# Kap Verden!!!! Ende Februar!!! Fragen



## Hohensinn (12. Januar 2007)

Hi, hab mal eine Frage.

Ich werde wahrscheinlich ende februar nach kap verden für eine woche fliegen. kann mir jemand sagen ob man dort auch hochseefischen kann und wenn wo!!!

Was für ausrüstung würdet ihr da mitnehmen wenn ihr ein bischen fischen wollt aber keine ahnung habt wie es dort aussieht und was man fangen kann? 

gruß


----------



## Mahi-Mahi (12. Januar 2007)

*AW: Kap Verden!!!! Ende Februar!!! Fragen*

Hallo Hohensinn die Kapverden sind weltweit eines der besten Reviere für Blue Marlin !! Aber...nicht im Februar und auch nicht da wo du wahrscheinlich hinfliegst ( Insel Sal ?? ) Steck dir 2 20-30 Lbs. Ruten+Rollen ein und am Hauptbeach von Sal findest du auf Anhieb kleine Pangas mit denen du für kleines geld rausfahren kannst und Schöne Wahoos (Bis 30 Kg. ) fangen kannst.
                Tight Lines     Jan#h


----------



## saily (12. Januar 2007)

*AW: Kap Verden!!!! Ende Februar!!! Fragen*

Hallo,

wie Mahi-Mahi schon schreibt ist deine Reisezeit zum Big Game leider nicht optimal. Zum einen sind nur sehr wenige bis gar keine Marline vor Ort, zum Anderen ist die See um diese Jahreszeit ziemlich rau. 

Der internationale Flughafen ist auf Sal - dort kommen alle Touristen an. Am Strand von Santa Maria kannst du ein Big-Game Boot chartern - die Voraussetzungen sind auf Sal aber am schlechtesten. Falls du dort bist - wie der Kollege schon schreibt-für 50Euro kannst du zum Wahoo- und Bottom-fishing rausfahren, das könnte auch im Feb. klappen.

Falls du deine Planung auf Ende März oder Mitte April verschieben kannst, hast du gute Marlinchancen, da diese um diese Jahreszeit ankommen...:k 

Würde dir dann aber die Insel Sao Vicente empfehlen, da gibt es 4 sehr gute Big-Game-Boote (Andromeda, HappyHooker 1+2, sowie die Bibiche). Auch auf Sao Nicolao fährt ein Profi raus.

Bei weiteren Fragen meld dich einfach nochmal...

Tight Lines

Saily#h


----------



## Hohensinn (14. Januar 2007)

*AW: Kap Verden!!!! Ende Februar!!! Fragen*

Hi, danke schon mal für die guten tipps!!!
════════════════════
» Zu bearbeitende Aufgaben:
1: Prüfe, ob die folgenden Aussagen mit der Forumsdiskussion über das Angeln auf den Kapverden übereinstimmen, und belege jede Antwort mit einem wörtlichen Zitat. (a) Laut Mahi-Mahi gehören die Kapverden im Februar zu den besten Revieren für Blue Marlin. (b) Laut saily liegt der internationale Flughafen auf Sal. (c) Für eine spätere Reise empfiehlt saily die Insel Sao Vicente.
2: Fasse die Forumsdiskussion über das Angeln auf den Kapverden in zwei Sätzen zusammen.

» Datenauszug:
════════════════════
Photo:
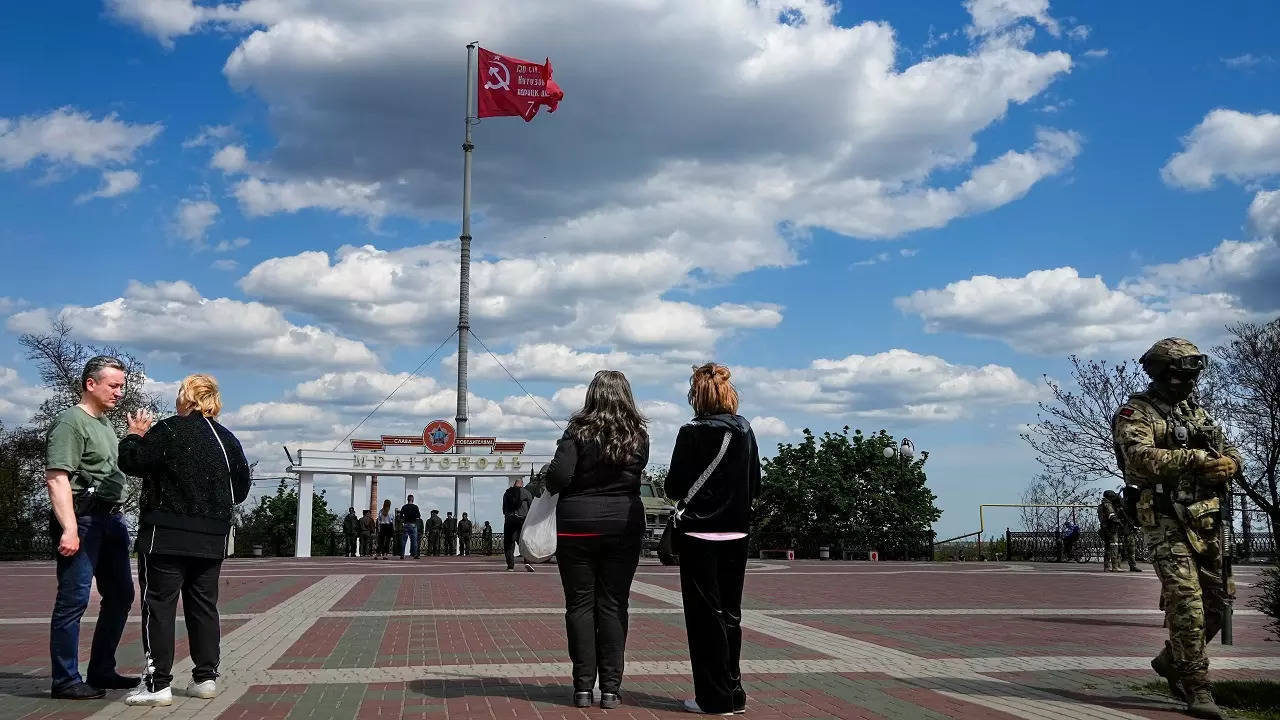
════════════════════
» Lösungen:
1:
(a) Nein: „Aber...nicht im Februar“
(b) Ja: „Der internationale Flughafen ist auf Sal“
(c) Ja: „Würde dir dann aber die Insel Sao Vicente empfehlen“

2: Hohensinn fragt, ob man bei einer Reise Ende Februar auf den Kapverden hochseefischen kann und welche Ausrüstung er mitnehmen sollte. Mahi-Mahi und saily antworten, dass der Februar für Marline ungünstig ist, man auf Sal aber für wenig Geld zum Wahoo-Fischen hinausfahren kann, und saily empfiehlt für Ende März oder Mitte April die Insel Sao Vicente.